* Extract to read:

The whole of Europe is furious. With the possible exception of that part of Europe occupied by Tsar Vlad. Belarusia's government, and its corrupt strongman, Alexander Lukashenko, is more-or-less a client-government of Tsar Vlad.
Readers will recall that Mr Lukashenko, who has ruled the ex-Soviet nation with an iron fist for 27 years, claimed victory in a rigged election in August last year. Mr Protasevich was involved in organising protests. All of this clearly upset Mr Lukashenko. Wry & Dry now has no doubts on two matters.
Firstly, the EU, NATO, UN, etc will make sympathetic noises about the hijacking, but do nothing. Thus effecting appeasement.
Secondly, Mr Protasevich will probably be shot whilst trying to escape. Thus solving Mr Lukashenko's problem.
 Ryanair: an Irish ultra low-cost airline founded in 1984.
Chart of the week
The good folk at The Economist make it clear that we are now in more certain times.
The data behind the chart is from 143 countries. Covid and President Trump's reign of error pushed the index to a record high. However, the cavalry arrived in the form of a covid vaccine and the banishment of Mr Trump to his keyhole in Mar-a-Lago, Palm Beach, Florida.
So, according to The Economist, now we live a world more certain than anytime since 2006.
Buy Wry & Dry doesn't feel the vibe (of certainty) . The People's Socialist Public Service State of Victoria (the one with the Gold Standard contact tracing system) is once again in lockdown.

Items in a dataset:
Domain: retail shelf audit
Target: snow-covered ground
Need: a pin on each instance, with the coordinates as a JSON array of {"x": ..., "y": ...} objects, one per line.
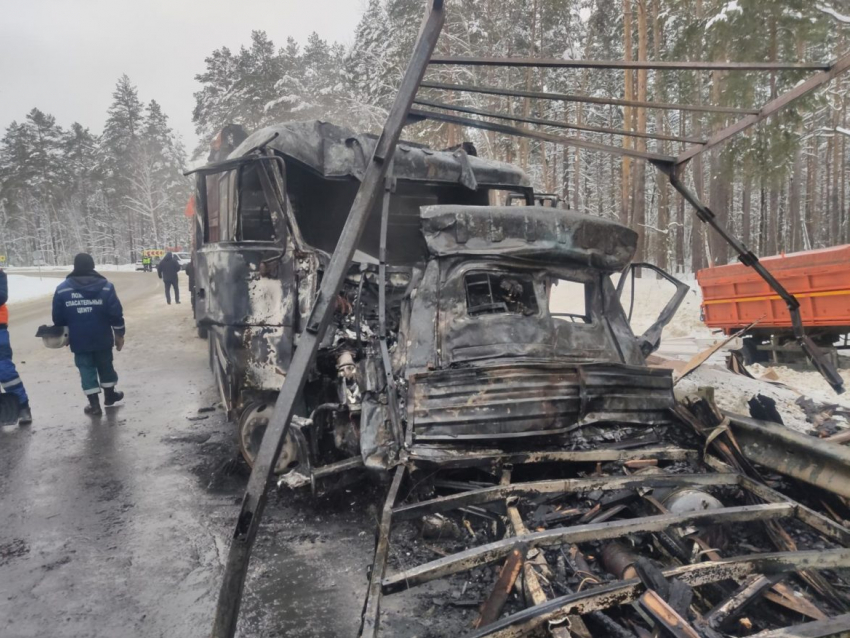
[
  {"x": 26, "y": 284},
  {"x": 686, "y": 336},
  {"x": 25, "y": 287},
  {"x": 69, "y": 268}
]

* Exercise tasks:
[A] In the commentary on Belarus and global uncertainty, how many countries supply the data behind the chart?
[B] Reproduce the commentary on Belarus and global uncertainty word for word from "The whole of" to "founded in 1984.".

* Responses to the exercise:
[A] 143 countries.

[B]
The whole of Europe is furious. With the possible exception of that part of Europe occupied by Tsar Vlad. Belarusia's government, and its corrupt strongman, Alexander Lukashenko, is more-or-less a client-government of Tsar Vlad.
Readers will recall that Mr Lukashenko, who has ruled the ex-Soviet nation with an iron fist for 27 years, claimed victory in a rigged election in August last year. Mr Protasevich was involved in organising protests. All of this clearly upset Mr Lukashenko. Wry & Dry now has no doubts on two matters.
Firstly, the EU, NATO, UN, etc will make sympathetic noises about the hijacking, but do nothing. Thus effecting appeasement.
Secondly, Mr Protasevich will probably be shot whilst trying to escape. Thus solving Mr Lukashenko's problem.
 Ryanair: an Irish ultra low-cost airline founded in 1984.